>> start INFORMATION SHOWN

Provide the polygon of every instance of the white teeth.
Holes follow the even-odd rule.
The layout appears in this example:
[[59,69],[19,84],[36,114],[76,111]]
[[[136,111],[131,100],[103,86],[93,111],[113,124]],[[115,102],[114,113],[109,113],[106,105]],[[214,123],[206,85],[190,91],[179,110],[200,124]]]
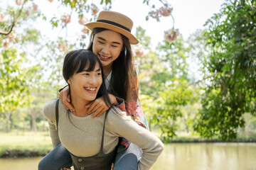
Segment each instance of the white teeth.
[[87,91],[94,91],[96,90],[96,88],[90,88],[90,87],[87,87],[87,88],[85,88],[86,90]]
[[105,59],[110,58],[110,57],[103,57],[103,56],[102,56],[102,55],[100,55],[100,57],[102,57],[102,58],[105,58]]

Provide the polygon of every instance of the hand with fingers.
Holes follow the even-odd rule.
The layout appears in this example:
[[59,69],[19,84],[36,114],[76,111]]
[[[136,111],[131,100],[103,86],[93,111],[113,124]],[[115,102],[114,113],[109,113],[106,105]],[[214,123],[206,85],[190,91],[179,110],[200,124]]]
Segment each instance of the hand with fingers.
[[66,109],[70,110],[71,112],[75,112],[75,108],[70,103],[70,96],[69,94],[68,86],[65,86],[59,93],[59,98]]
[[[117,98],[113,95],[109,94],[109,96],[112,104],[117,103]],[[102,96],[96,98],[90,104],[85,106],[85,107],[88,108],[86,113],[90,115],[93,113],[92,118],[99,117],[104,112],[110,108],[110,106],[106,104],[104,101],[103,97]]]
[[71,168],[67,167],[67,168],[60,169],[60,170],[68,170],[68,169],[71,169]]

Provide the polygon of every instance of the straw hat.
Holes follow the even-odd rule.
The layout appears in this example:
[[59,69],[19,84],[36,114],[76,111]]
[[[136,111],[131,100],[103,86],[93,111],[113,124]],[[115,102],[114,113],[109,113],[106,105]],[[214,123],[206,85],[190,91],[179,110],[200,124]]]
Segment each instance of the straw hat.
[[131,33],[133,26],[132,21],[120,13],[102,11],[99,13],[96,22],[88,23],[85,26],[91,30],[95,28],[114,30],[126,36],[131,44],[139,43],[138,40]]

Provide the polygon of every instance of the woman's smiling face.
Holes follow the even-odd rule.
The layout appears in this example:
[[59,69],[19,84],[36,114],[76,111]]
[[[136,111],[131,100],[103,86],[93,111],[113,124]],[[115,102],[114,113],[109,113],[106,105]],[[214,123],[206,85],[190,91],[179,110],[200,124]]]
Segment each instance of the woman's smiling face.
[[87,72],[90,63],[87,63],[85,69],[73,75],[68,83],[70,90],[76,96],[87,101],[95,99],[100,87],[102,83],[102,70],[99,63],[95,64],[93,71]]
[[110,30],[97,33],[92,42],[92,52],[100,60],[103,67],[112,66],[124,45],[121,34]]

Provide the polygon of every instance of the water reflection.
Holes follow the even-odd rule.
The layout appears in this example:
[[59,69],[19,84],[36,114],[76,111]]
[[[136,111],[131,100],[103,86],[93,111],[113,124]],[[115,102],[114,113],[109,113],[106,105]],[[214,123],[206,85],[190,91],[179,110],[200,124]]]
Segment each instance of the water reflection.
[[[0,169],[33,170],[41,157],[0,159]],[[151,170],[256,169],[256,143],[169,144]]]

>> end INFORMATION SHOWN

• DIRECTIONS:
Reproduce all of the lines above word for word, but leave out the picture.

• OUTPUT:
Provide the polygon of every instance of the white teeth.
Holes follow the even-odd rule.
The layout appears in this example:
[[59,69],[19,84],[36,114],[76,111]]
[[[136,111],[131,100],[103,86],[93,111],[113,124]],[[115,102],[114,113],[109,113],[106,105]],[[214,123],[206,85],[190,91],[179,110],[200,124]]]
Segment each instance of the white teeth.
[[87,91],[94,91],[96,90],[96,88],[90,88],[90,87],[87,87],[87,88],[85,88],[86,90]]
[[105,59],[110,58],[110,57],[103,57],[103,56],[102,56],[102,55],[100,55],[100,57],[102,57],[102,58],[105,58]]

Provide the polygon of every instance of the hand with fingers.
Holes follow the even-odd rule.
The layout appears in this example:
[[59,69],[19,84],[36,114],[76,111]]
[[[136,111],[131,100],[103,86],[93,111],[113,124]],[[115,102],[114,113],[109,113],[106,105]],[[214,123],[206,85],[190,91],[179,110],[200,124]]]
Segment each instance of the hand with fingers.
[[66,109],[70,110],[71,112],[75,112],[75,108],[70,103],[70,96],[69,94],[68,86],[65,86],[59,93],[59,98]]
[[[117,98],[113,95],[109,94],[109,96],[112,104],[117,103]],[[102,96],[96,98],[90,104],[85,106],[85,107],[88,108],[86,113],[90,115],[93,113],[92,118],[99,117],[104,112],[110,108],[110,106],[106,104],[104,101],[103,97]]]
[[71,168],[67,167],[67,168],[60,169],[60,170],[68,170],[68,169],[71,169]]

Provide the polygon of every instance of the straw hat.
Holes follow the even-odd rule.
The layout appears in this example:
[[59,69],[19,84],[36,114],[76,111]]
[[[136,111],[131,100],[103,86],[93,111],[113,124]],[[115,102],[114,113],[109,113],[106,105]],[[214,123],[206,85],[190,91],[179,110],[200,124]]]
Segment each instance of the straw hat.
[[131,33],[133,26],[132,21],[120,13],[102,11],[99,13],[96,22],[88,23],[85,26],[91,30],[95,28],[114,30],[126,36],[131,44],[139,43],[138,40]]

Provide the polygon of every instance of the woman's smiling face.
Holes follow the even-odd rule.
The layout appears in this example:
[[59,69],[19,84],[36,114],[76,111]]
[[[136,111],[131,100],[103,86],[93,111],[113,124]],[[115,102],[114,113],[109,113],[106,105]],[[214,123],[206,85],[190,91],[179,110],[200,124]]]
Segment each instance of the woman's smiling face.
[[87,72],[90,63],[87,63],[85,69],[73,75],[68,83],[70,90],[76,96],[87,101],[95,99],[100,87],[102,83],[102,70],[99,63],[95,64],[93,71]]
[[110,30],[97,33],[92,42],[92,52],[100,60],[103,67],[112,66],[124,45],[121,34]]

Provide the polygon of every instance of the water reflection.
Holes follow the even-odd rule.
The layout appears in this example:
[[59,69],[19,84],[36,114],[76,111]]
[[[136,111],[131,100],[103,86],[93,111],[113,124]],[[115,102],[114,113],[109,113],[106,105]],[[214,123],[206,85],[190,91],[179,110],[200,124]]]
Segment each instance of the water reflection.
[[[0,169],[33,170],[41,157],[0,159]],[[151,170],[256,169],[256,143],[169,144]]]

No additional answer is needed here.